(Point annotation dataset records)
____

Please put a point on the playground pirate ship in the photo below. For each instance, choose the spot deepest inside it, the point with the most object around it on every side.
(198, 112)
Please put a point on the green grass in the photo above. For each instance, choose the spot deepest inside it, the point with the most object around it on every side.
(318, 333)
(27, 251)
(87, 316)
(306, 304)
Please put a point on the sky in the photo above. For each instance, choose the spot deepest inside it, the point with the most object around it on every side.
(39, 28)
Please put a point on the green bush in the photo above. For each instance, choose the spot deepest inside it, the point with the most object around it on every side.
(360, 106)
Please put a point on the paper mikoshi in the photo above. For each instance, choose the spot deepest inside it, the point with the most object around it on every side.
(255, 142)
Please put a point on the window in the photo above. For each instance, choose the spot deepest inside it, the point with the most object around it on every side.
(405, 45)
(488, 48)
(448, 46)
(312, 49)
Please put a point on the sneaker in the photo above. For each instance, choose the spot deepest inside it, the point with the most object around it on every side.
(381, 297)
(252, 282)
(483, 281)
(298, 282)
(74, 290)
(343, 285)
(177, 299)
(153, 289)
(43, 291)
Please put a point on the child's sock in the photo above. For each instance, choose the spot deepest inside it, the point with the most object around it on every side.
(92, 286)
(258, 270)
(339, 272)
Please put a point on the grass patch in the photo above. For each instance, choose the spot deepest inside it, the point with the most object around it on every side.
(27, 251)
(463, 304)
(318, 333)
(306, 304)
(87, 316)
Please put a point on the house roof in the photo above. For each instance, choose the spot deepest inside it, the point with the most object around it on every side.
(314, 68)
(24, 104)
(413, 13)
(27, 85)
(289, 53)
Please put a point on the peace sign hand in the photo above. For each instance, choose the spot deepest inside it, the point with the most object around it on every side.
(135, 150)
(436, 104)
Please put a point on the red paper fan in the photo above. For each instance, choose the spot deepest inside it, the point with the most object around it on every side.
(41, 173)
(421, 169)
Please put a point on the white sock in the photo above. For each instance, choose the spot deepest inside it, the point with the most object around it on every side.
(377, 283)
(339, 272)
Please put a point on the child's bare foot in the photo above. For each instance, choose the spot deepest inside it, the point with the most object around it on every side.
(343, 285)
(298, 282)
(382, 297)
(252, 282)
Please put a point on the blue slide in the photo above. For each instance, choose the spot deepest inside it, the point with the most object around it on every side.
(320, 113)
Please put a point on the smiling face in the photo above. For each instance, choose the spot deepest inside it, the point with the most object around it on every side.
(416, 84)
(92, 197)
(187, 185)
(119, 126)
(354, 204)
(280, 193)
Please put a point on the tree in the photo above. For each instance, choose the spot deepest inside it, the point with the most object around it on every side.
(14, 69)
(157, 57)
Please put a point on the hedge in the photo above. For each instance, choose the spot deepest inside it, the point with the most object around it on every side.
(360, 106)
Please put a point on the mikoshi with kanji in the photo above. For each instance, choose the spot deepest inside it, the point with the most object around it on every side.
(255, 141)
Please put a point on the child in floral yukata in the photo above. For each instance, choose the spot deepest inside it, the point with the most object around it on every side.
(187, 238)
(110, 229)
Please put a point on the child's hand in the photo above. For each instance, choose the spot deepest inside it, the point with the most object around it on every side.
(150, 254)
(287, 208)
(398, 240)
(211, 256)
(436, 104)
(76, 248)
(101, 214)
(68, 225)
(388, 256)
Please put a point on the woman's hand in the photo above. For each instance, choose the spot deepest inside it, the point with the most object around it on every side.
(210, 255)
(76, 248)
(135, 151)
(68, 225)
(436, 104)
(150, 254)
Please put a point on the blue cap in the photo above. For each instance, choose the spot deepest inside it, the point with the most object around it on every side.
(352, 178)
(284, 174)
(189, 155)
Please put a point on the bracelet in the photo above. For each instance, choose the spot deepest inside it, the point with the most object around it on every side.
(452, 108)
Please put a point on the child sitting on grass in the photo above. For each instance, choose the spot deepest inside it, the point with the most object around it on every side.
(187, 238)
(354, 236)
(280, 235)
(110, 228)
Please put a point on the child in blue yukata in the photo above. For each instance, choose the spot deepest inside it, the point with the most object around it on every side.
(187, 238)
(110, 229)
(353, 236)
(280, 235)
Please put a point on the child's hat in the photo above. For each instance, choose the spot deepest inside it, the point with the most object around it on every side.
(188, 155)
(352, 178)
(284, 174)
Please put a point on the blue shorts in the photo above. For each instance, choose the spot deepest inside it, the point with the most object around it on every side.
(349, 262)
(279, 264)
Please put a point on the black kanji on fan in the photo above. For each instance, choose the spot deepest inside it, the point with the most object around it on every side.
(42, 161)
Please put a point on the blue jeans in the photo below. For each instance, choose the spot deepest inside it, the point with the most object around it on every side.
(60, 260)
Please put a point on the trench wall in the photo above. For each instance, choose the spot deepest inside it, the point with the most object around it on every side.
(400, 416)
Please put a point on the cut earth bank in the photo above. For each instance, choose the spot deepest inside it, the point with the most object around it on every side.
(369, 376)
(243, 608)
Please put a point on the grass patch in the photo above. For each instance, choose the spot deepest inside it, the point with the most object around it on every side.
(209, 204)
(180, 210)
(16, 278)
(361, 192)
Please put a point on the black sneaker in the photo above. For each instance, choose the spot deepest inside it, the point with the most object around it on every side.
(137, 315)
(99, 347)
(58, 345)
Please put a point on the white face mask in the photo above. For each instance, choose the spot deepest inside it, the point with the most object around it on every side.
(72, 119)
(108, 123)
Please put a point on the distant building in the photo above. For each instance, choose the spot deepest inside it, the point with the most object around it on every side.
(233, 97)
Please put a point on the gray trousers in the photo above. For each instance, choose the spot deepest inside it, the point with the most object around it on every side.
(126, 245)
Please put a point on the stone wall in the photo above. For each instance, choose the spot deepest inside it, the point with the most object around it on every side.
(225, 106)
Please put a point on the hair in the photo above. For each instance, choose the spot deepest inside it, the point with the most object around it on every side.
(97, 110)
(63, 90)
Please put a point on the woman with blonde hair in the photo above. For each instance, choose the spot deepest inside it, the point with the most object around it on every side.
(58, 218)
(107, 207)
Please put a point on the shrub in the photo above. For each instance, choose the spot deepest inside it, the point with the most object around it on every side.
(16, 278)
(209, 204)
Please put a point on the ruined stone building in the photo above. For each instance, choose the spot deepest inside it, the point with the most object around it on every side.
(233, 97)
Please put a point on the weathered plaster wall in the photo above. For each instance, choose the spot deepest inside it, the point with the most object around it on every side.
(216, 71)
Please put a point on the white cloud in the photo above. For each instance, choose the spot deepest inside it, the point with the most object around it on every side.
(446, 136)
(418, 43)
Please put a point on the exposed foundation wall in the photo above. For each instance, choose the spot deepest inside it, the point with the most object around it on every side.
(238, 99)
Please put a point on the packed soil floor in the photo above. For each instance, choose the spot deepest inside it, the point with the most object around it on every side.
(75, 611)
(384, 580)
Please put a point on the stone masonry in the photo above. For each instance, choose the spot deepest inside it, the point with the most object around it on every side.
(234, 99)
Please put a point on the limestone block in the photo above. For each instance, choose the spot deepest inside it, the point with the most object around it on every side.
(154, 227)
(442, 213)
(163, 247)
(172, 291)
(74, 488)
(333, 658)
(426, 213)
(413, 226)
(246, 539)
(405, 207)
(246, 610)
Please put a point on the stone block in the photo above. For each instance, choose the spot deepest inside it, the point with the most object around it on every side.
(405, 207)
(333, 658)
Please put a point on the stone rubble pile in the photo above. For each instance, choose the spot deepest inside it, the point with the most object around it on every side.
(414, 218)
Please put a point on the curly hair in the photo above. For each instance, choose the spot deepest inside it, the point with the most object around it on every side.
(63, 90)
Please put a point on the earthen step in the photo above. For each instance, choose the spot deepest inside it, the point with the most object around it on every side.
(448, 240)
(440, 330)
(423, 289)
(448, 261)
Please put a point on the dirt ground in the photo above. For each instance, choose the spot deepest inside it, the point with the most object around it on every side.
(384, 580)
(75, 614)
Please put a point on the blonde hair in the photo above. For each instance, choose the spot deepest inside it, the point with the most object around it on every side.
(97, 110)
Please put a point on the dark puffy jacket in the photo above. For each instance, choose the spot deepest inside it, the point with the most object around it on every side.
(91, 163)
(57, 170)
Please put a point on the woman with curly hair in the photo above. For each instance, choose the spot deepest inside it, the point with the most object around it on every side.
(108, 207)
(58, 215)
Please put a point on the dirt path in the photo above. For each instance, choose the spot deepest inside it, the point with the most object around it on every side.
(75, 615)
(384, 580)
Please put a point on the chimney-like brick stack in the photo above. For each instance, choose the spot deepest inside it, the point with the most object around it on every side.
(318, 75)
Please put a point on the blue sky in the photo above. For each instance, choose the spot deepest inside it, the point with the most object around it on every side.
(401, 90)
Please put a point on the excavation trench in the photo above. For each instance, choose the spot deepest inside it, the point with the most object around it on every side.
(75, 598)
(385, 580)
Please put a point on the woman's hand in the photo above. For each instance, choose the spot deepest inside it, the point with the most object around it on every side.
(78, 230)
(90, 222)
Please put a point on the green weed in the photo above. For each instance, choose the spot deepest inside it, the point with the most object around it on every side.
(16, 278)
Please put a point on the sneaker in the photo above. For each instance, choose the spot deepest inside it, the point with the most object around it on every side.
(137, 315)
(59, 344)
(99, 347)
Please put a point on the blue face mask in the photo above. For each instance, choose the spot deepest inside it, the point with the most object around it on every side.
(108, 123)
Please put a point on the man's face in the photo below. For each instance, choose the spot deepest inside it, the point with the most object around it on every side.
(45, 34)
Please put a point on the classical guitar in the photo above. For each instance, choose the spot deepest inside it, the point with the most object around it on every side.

____

Given instruction:
Reproduce only the lines running from the one that contains "Please put a point on the blue sky" to the last line of the records.

Exercise result:
Please put a point on the blue sky in the photo above. For each instance, choose the spot deepest inside it, the point with the most object around it on every side.
(401, 90)
Please put a point on the excavation trench in the photo above. For each instance, choose the spot deepest inside it, the point with the most object around it on every side.
(75, 598)
(385, 580)
Please put a point on the woman's hand in the photo above. For each instance, choose the spot deepest inside it, the point with the most object around it on every side.
(78, 230)
(90, 222)
Please put a point on the green weed in the photo above. For each instance, choose the spot deepest inside it, the point with the most object around it on every side.
(16, 278)
Please put a point on the sneaker in the photo above. For each instance, choose the spot deepest inside it, the point with the most object around it on every side.
(137, 315)
(59, 344)
(99, 347)
Please put a point on the blue face mask in the photo above. For each instance, choose the spot deepest inside it, the point with the most object around it on every side.
(108, 123)
Please put a point on the man's face in the photo below. For each instance, choose the spot deepest inside it, the point with the most object around it on every side.
(45, 34)
Please put a point on the classical guitar in the photo above. For each instance, choose the spot deepest inside it, the point with the most object around it on every side.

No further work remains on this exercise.